[START OF PASSAGE GIVEN]

# OK, Zig Zag is out. Anyone try the Unicender?



## Sunrise Guy (Apr 25, 2013)

Let me know if you have, and how you liked it. I was set to buy the ZZ and then it failed. Make sure you read the statement on the Petzl site: SAFETY ALERT: Stop use Petzl ZIGZAG mechanical Prusik | Petzl


----------



## ropensaddle (Apr 25, 2013)

Wow I was thinking the other day if I trusted biners as much as them old steel snaps I used for decades. Maybe old school has it's advantages ! I still use my gri gri and biners though


----------



## Pelorus (Apr 25, 2013)

I was planning on buying a Unicender at TCIA Expo last November. No one had one for sale there. And then I saw Petzl's Zigzag dog and pony booth, and decided to abandon the Unicender. Bulldog OAR looks good too. I don't like the fact that some wear points on the Uni are aluminum (?) and it has to get rebuilt periodically. Especially since my ropes don't get washed often enough.


----------



## Grace Tree (Apr 25, 2013)

[END OF PASSAGE GIVEN]
[START OF SUPPLIED RECORDS]

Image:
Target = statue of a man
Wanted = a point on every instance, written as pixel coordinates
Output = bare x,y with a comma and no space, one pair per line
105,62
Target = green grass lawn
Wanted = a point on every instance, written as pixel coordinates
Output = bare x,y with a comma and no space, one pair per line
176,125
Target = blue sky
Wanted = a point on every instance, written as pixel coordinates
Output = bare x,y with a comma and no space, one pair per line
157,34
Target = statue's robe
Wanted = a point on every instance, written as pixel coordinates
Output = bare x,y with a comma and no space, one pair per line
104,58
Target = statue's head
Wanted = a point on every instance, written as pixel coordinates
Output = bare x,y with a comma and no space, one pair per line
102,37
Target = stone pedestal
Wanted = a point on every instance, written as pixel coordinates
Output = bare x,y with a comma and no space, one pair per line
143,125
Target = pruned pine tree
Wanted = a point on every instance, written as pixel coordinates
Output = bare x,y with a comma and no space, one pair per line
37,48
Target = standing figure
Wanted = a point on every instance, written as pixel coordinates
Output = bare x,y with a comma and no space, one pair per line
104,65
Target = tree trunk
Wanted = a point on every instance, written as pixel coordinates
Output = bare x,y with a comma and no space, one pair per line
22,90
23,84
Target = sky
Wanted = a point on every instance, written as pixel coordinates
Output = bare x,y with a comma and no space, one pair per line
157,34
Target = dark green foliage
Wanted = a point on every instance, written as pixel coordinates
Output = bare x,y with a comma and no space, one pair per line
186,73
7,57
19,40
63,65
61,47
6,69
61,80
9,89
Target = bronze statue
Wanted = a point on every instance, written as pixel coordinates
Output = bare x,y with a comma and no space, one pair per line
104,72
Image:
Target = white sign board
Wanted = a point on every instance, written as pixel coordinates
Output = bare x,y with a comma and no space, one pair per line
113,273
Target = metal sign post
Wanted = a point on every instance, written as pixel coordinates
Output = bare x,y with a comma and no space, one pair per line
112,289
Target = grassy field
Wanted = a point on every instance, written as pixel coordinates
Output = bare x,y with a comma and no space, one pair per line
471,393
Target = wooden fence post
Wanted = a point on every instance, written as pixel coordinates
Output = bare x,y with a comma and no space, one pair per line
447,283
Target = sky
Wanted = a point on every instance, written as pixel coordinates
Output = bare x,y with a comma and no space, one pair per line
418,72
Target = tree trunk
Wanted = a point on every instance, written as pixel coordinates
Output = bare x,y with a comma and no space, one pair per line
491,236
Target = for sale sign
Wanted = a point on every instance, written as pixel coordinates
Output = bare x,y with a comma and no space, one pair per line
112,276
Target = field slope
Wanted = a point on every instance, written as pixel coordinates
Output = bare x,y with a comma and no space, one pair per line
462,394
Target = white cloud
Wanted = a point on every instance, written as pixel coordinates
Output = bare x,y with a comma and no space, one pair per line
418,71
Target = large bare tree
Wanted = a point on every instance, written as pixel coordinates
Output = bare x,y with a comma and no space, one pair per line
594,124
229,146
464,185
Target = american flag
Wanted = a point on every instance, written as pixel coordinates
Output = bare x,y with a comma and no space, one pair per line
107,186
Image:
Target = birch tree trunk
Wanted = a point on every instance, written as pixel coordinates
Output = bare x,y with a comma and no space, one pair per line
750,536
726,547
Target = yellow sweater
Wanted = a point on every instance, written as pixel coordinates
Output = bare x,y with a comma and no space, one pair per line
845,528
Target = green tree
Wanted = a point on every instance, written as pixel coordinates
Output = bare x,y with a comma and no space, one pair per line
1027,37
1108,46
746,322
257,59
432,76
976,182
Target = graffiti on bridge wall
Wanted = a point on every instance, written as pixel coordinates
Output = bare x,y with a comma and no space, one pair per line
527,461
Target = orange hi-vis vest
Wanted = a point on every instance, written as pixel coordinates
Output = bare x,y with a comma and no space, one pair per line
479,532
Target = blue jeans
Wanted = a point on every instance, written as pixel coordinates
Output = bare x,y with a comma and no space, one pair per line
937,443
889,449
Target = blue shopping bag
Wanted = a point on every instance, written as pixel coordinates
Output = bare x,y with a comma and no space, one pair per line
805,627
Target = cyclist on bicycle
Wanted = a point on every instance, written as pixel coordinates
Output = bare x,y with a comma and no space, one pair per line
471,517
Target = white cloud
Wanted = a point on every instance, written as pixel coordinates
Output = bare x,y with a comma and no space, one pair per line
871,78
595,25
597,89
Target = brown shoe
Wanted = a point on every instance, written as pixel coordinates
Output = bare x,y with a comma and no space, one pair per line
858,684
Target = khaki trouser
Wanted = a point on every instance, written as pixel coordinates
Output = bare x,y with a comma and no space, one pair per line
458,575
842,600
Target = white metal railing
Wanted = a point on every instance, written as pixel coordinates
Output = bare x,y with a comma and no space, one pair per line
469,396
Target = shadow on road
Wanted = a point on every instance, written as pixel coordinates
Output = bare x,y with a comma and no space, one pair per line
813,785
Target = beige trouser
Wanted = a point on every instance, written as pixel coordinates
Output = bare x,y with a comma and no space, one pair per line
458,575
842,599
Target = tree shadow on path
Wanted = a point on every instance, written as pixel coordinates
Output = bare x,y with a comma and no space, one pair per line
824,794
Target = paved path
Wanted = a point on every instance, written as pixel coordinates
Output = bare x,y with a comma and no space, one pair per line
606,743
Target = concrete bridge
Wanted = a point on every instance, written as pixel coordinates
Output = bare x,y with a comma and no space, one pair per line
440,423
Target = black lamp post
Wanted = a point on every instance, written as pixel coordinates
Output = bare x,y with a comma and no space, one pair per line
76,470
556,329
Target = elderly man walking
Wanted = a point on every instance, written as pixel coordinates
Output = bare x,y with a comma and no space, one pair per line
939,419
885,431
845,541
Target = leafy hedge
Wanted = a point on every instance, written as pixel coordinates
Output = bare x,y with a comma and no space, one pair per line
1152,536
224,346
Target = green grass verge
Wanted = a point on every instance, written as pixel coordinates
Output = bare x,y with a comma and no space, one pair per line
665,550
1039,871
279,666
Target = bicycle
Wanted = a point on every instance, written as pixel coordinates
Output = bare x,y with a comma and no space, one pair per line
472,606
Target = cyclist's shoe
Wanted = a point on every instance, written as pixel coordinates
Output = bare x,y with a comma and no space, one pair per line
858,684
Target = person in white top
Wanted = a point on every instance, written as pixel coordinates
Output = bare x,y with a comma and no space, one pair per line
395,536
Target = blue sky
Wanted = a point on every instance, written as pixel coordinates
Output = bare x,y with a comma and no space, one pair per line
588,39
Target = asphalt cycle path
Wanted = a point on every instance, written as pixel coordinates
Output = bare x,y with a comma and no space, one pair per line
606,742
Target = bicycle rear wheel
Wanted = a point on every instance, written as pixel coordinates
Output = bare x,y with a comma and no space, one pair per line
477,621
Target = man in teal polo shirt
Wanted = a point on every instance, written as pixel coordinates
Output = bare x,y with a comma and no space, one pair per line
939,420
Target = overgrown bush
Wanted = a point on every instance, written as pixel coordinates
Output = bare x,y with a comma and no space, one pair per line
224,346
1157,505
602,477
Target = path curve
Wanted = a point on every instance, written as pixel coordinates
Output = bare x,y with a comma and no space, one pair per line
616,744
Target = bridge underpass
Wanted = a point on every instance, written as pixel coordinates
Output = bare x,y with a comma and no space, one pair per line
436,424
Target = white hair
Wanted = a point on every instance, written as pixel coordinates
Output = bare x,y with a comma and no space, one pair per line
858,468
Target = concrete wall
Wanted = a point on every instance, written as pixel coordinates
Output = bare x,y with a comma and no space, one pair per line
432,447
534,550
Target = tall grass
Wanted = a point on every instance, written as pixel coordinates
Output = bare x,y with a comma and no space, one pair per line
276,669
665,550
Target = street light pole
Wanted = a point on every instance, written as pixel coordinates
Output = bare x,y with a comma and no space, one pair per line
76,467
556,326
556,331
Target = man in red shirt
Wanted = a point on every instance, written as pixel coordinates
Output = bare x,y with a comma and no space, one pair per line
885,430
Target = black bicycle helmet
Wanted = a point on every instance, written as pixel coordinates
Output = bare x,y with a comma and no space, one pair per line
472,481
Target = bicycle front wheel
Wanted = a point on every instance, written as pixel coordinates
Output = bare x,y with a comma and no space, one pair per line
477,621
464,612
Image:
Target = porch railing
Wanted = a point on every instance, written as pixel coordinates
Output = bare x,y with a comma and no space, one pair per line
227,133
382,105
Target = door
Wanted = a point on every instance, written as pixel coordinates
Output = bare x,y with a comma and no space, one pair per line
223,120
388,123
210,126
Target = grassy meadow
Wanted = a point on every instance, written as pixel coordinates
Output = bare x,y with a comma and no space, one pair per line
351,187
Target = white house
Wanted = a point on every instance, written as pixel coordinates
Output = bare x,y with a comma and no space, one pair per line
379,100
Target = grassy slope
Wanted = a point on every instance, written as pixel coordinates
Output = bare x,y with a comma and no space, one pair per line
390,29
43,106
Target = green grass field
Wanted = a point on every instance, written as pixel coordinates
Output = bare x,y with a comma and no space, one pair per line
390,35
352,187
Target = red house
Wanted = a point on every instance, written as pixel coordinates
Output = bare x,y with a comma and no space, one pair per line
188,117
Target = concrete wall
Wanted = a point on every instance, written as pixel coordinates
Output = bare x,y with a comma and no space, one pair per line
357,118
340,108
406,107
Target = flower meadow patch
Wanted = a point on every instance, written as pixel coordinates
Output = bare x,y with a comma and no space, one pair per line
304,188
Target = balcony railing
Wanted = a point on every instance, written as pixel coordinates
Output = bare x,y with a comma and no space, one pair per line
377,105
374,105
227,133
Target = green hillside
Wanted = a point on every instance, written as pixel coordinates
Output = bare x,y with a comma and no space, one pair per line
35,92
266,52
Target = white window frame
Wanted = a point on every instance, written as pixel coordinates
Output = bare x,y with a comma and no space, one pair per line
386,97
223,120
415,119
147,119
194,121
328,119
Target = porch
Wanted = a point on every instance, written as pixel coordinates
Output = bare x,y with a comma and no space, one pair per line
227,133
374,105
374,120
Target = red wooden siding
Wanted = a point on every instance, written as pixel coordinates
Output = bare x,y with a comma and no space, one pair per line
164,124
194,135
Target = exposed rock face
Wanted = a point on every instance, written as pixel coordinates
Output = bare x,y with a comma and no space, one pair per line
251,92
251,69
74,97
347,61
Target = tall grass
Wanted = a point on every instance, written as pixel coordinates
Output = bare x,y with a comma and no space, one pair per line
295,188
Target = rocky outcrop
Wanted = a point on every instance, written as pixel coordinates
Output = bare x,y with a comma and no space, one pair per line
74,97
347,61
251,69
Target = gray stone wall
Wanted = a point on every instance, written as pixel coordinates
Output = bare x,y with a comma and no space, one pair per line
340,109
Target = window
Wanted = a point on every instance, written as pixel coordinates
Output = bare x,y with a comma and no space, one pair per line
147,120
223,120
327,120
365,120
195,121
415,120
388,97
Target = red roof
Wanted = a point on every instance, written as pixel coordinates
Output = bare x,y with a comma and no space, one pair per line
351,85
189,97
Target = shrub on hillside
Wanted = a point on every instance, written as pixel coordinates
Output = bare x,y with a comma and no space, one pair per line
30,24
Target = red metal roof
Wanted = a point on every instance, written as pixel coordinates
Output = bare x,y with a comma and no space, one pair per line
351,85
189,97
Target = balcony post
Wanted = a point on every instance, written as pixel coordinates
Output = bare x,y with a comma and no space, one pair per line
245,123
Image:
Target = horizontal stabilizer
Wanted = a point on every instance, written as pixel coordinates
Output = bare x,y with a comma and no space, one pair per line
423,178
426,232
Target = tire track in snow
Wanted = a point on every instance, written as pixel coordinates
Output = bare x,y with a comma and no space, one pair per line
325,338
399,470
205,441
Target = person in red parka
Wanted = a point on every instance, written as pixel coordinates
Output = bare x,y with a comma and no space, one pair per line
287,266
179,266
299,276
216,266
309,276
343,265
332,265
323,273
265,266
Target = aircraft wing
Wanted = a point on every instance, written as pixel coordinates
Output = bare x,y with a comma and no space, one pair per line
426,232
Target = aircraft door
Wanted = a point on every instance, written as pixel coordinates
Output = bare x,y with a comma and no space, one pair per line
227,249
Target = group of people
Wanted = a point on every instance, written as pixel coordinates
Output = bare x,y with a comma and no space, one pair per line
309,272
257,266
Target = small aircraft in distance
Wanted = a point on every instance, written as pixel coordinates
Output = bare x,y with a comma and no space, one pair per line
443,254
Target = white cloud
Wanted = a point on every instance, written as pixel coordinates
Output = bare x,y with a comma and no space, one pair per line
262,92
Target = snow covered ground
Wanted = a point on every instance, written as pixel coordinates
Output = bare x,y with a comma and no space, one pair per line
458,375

[END OF SUPPLIED RECORDS]

SHORT PROBLEM — Retype word for word the part of the forum thread about the Zigzag and the Unicender starting with "# OK, Zig Zag" and going on through "ropensaddle (Apr 25, 2013)".

THE OUTPUT —
# OK, Zig Zag is out. Anyone try the Unicender?



## Sunrise Guy (Apr 25, 2013)

Let me know if you have, and how you liked it. I was set to buy the ZZ and then it failed. Make sure you read the statement on the Petzl site: SAFETY ALERT: Stop use Petzl ZIGZAG mechanical Prusik | Petzl


----------



## ropensaddle (Apr 25, 2013)